Exercise material »

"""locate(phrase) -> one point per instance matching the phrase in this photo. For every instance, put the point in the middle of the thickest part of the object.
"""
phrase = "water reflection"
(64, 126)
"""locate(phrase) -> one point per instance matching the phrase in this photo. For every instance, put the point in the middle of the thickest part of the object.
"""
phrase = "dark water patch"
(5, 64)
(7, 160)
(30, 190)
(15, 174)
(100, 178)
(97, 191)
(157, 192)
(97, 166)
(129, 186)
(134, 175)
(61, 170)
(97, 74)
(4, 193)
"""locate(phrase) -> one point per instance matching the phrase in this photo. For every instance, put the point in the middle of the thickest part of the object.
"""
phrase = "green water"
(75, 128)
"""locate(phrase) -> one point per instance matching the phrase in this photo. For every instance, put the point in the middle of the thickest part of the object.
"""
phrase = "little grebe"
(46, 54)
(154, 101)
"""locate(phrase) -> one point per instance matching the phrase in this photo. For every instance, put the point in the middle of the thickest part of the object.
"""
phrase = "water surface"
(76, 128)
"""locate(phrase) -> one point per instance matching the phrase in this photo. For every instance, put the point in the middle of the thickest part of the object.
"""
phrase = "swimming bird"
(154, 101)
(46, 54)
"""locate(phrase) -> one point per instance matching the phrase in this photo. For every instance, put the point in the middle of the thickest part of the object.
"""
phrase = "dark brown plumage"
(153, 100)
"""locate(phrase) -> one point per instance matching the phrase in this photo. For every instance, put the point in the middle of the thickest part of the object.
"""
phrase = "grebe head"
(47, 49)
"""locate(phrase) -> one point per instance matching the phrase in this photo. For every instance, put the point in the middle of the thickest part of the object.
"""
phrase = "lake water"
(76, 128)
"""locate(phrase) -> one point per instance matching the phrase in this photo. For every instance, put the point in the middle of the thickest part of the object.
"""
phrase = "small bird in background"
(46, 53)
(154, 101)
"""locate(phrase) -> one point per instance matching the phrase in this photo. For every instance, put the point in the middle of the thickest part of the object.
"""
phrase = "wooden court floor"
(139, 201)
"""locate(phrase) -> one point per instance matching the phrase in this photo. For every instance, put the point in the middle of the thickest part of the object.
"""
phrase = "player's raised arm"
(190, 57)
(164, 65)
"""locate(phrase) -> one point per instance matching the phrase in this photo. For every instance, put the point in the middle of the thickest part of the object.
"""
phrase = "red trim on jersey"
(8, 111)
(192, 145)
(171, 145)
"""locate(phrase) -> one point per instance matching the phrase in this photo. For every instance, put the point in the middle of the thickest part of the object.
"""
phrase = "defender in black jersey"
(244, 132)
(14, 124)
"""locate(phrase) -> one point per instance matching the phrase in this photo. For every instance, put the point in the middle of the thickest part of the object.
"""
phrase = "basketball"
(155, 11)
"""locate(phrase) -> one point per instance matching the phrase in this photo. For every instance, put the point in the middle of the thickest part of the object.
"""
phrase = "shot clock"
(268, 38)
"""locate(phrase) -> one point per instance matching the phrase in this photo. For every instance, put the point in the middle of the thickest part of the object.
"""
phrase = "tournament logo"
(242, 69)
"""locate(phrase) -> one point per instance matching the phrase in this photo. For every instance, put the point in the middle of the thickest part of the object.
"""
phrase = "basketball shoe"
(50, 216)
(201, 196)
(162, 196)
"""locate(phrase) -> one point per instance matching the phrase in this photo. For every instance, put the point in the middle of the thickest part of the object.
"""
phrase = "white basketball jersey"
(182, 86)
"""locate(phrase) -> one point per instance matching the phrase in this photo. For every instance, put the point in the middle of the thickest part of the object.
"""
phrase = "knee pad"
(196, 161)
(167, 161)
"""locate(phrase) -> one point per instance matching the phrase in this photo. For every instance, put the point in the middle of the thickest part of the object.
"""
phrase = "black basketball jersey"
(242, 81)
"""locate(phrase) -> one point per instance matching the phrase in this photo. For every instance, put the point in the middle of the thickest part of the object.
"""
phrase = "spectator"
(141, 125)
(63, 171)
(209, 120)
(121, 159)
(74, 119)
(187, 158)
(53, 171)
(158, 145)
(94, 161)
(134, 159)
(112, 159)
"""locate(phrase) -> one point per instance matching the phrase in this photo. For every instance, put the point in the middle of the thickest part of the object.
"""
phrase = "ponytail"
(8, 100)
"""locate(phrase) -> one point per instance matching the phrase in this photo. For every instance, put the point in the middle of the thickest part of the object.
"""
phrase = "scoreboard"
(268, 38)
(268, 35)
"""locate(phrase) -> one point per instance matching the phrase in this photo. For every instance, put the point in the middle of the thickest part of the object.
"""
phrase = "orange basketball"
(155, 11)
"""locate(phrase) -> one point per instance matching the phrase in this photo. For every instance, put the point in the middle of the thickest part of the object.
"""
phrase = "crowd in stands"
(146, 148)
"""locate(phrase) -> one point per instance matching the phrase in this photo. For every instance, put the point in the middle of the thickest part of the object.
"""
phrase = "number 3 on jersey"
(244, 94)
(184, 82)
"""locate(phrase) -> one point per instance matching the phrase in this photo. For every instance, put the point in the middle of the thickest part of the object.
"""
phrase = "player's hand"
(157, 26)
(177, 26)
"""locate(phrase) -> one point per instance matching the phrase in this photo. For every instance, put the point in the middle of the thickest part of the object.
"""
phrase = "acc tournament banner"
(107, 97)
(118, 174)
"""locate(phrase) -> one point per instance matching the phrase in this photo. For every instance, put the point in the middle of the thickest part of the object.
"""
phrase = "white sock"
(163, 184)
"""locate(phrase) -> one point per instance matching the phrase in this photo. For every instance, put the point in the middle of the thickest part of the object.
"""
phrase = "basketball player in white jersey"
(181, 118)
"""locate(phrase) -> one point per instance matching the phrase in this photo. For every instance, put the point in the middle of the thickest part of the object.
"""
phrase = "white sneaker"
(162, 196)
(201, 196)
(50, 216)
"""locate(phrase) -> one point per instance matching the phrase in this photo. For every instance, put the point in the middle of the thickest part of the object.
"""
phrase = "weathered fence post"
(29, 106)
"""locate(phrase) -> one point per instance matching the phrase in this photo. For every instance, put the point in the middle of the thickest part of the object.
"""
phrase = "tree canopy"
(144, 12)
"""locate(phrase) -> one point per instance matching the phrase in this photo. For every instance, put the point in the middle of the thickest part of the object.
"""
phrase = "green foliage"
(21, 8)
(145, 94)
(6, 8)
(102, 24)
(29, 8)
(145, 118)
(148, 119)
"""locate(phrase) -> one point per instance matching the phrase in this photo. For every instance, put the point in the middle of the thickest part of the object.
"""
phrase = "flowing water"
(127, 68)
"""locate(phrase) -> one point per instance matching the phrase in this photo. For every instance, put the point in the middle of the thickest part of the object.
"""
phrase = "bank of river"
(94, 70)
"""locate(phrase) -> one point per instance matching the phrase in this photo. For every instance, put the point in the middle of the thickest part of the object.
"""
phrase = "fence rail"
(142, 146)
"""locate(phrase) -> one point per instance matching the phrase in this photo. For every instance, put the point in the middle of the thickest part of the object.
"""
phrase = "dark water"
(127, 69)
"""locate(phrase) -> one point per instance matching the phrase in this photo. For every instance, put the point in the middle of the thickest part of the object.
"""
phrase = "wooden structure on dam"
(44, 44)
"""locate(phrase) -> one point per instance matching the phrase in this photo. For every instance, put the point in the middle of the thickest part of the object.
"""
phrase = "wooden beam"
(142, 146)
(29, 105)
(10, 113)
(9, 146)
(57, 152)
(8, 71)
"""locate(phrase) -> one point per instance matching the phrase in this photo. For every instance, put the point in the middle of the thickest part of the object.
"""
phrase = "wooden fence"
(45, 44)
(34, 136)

What you need to do » Would you restate the entries word for word, omitting none?

Result of the task »
"""locate(phrase) -> one point per instance matching the phrase in this photo. For every instance, put the point in the middle of the thickest part of the object.
"""
phrase = "water reflection"
(64, 126)
"""locate(phrase) -> one point per instance matching the phrase in this photo. For every instance, put the point in the middle of the thickest part of the object.
"""
phrase = "dark water patch"
(5, 64)
(7, 160)
(30, 190)
(15, 174)
(100, 178)
(97, 191)
(157, 192)
(97, 166)
(129, 186)
(134, 175)
(61, 170)
(97, 74)
(4, 193)
"""locate(phrase) -> one point per instance matching the phrase in this photo. For every instance, put the point in the middle of the thickest part of the object.
"""
phrase = "green water"
(75, 128)
"""locate(phrase) -> one point per instance matching the phrase in this photo. For every instance, put the point in the middle of the thickest part of the object.
"""
phrase = "little grebe"
(46, 54)
(154, 101)
"""locate(phrase) -> one point per instance matching the phrase in this photo. For every instance, put the point in the middle of the thickest part of the object.
"""
phrase = "water surface"
(76, 128)
"""locate(phrase) -> one point per instance matching the phrase in this photo. For every instance, put the point in the middle of the thickest part of the object.
"""
phrase = "swimming bird"
(154, 101)
(46, 54)
"""locate(phrase) -> one point per instance matching the phrase in this photo. For every instance, put the point in the middle of the thickest part of the object.
"""
phrase = "dark brown plumage"
(153, 100)
"""locate(phrase) -> one point per instance matching the phrase in this photo. For every instance, put the point in the middle of the thickest part of the object.
"""
phrase = "grebe head"
(47, 49)
"""locate(phrase) -> one point per instance matching the phrase in this photo. For every instance, put the point in the middle of the thickest part of the object.
"""
phrase = "lake water"
(76, 128)
"""locate(phrase) -> one point per instance matching the phrase in this photo. For every instance, put the point in the middle of the thickest part of the object.
"""
phrase = "small bird in background"
(46, 53)
(154, 101)
"""locate(phrase) -> one point per instance matching the phrase in this photo. For every instance, put the point in the middle of the thickest part of the object.
"""
phrase = "wooden court floor"
(139, 201)
"""locate(phrase) -> one point per instance matching the phrase in this photo. For every instance, put the point in the middle of the thickest part of the object.
"""
phrase = "player's raised arm"
(190, 57)
(164, 65)
"""locate(phrase) -> one point per instance matching the phrase in this photo. For every instance, put the point in the middle of the thickest part of the object.
"""
phrase = "red trim on jersey"
(8, 111)
(192, 145)
(171, 145)
"""locate(phrase) -> one point per instance matching the phrase in this photo. For every instance, put the point in the middle of the thickest part of the object.
"""
phrase = "defender in black jersey"
(244, 132)
(14, 124)
"""locate(phrase) -> one point per instance matching the phrase in this photo. For every instance, put the point in the middle of the thickest part of the object.
"""
phrase = "basketball"
(155, 11)
"""locate(phrase) -> one point per instance matching the phrase in this photo. For every instance, put the point in the middle of the thickest part of the object.
"""
phrase = "shot clock"
(268, 38)
"""locate(phrase) -> one point per instance matching the phrase in this photo. For every instance, put the point in the middle of the thickest part of the object.
"""
phrase = "tournament logo"
(242, 69)
"""locate(phrase) -> one point per instance matching the phrase in this photo. For every instance, put the point in the middle of the thickest part of the object.
"""
phrase = "basketball shoe"
(50, 216)
(201, 196)
(162, 196)
"""locate(phrase) -> one point per instance matching the phrase in this photo. For every instance, put the point in the middle of the thickest part of the object.
"""
phrase = "white basketball jersey"
(182, 86)
"""locate(phrase) -> one point per instance matching the phrase in this photo. For every instance, put the point in the middle of the thickest part of the object.
"""
phrase = "knee pad"
(196, 161)
(167, 161)
"""locate(phrase) -> one point per instance matching the phrase in this photo. For every instance, put the point in the middle of the thickest part of the object.
"""
phrase = "black basketball jersey"
(242, 81)
"""locate(phrase) -> one point per instance matching the phrase in this photo. For every instance, put the point in the middle of the thickest part of the object.
"""
phrase = "spectator"
(141, 125)
(63, 171)
(209, 120)
(121, 159)
(74, 119)
(187, 158)
(53, 171)
(158, 145)
(94, 161)
(134, 159)
(112, 159)
"""locate(phrase) -> one point per instance matching the phrase in this photo. For every instance, put the point in the middle of the thickest part of the object.
"""
phrase = "ponytail"
(8, 100)
"""locate(phrase) -> one point per instance matching the phrase in this photo. For every instance, put the point in the middle of the thickest part of the object.
"""
phrase = "scoreboard"
(268, 38)
(268, 35)
"""locate(phrase) -> one point per instance matching the phrase in this photo. For every instance, put the point in the middle of the thickest part of the object.
"""
phrase = "orange basketball"
(155, 11)
"""locate(phrase) -> one point per instance matching the phrase in this photo. For every instance, put the point in the middle of the thickest part of the object.
"""
phrase = "crowd in stands"
(146, 148)
"""locate(phrase) -> one point per instance matching the phrase in this photo. For every instance, put the point in the middle of the thickest part of the object.
"""
phrase = "number 3 on jersey"
(244, 94)
(184, 82)
"""locate(phrase) -> one point per instance matching the phrase in this photo. For every instance, put the point in the middle of the thickest part of the object.
"""
phrase = "player's hand"
(157, 26)
(177, 26)
"""locate(phrase) -> one point per instance matching the phrase in this photo. For every instance, put the point in the middle of the thickest part of the object.
"""
phrase = "acc tournament banner"
(107, 97)
(118, 174)
"""locate(phrase) -> one point per instance matching the phrase in this photo. For every instance, put the point in the middle of the thickest part of the object.
"""
phrase = "white sock"
(163, 184)
"""locate(phrase) -> one point per instance matching the phrase in this photo. For every instance, put the point in the middle of the thickest part of the object.
"""
phrase = "basketball player in white jersey"
(181, 118)
"""locate(phrase) -> one point per instance matching the phrase in this photo. For every instance, put the point in the middle of the thickest part of the object.
"""
phrase = "white sneaker"
(162, 196)
(201, 196)
(50, 216)
"""locate(phrase) -> one point per instance matching the phrase in this photo. For every instance, put the point in the middle of the thickest part of the object.
"""
phrase = "weathered fence post"
(29, 106)
"""locate(phrase) -> one point per instance matching the phrase in this photo. For every instance, put the point in the middle of the thickest part of the object.
"""
phrase = "tree canopy"
(144, 12)
"""locate(phrase) -> one point per instance matching the phrase in this photo. For every instance, put the point in the middle of the thickest part of the object.
"""
phrase = "green foliage"
(21, 8)
(145, 94)
(6, 8)
(102, 24)
(29, 8)
(145, 118)
(148, 119)
"""locate(phrase) -> one point per instance matching the phrase in this photo. For every instance, put the point in the middle of the thickest part of the object.
"""
phrase = "flowing water"
(127, 68)
"""locate(phrase) -> one point per instance matching the phrase in this photo. For every instance, put the point in the middle of the thickest part of the object.
"""
phrase = "bank of river"
(94, 70)
"""locate(phrase) -> one point per instance matching the phrase in this photo. For every instance, put the point in the middle of the thickest part of the object.
"""
phrase = "fence rail"
(142, 146)
"""locate(phrase) -> one point per instance matching the phrase in this photo. For every instance, put the point in the middle of the thickest part of the object.
"""
phrase = "dark water"
(127, 69)
"""locate(phrase) -> one point per instance matching the phrase in this photo. For every instance, put the point in the middle of the thickest part of the object.
"""
phrase = "wooden structure on dam"
(44, 44)
"""locate(phrase) -> one point per instance matching the phrase in this photo. For every instance, put the point in the middle of the thickest part of the object.
"""
phrase = "wooden beam"
(142, 146)
(29, 105)
(10, 113)
(9, 146)
(57, 152)
(8, 71)
"""locate(phrase) -> one point per instance matching the phrase in this photo. For every instance, put the point in the middle of the thickest part of the object.
"""
phrase = "wooden fence"
(45, 44)
(34, 136)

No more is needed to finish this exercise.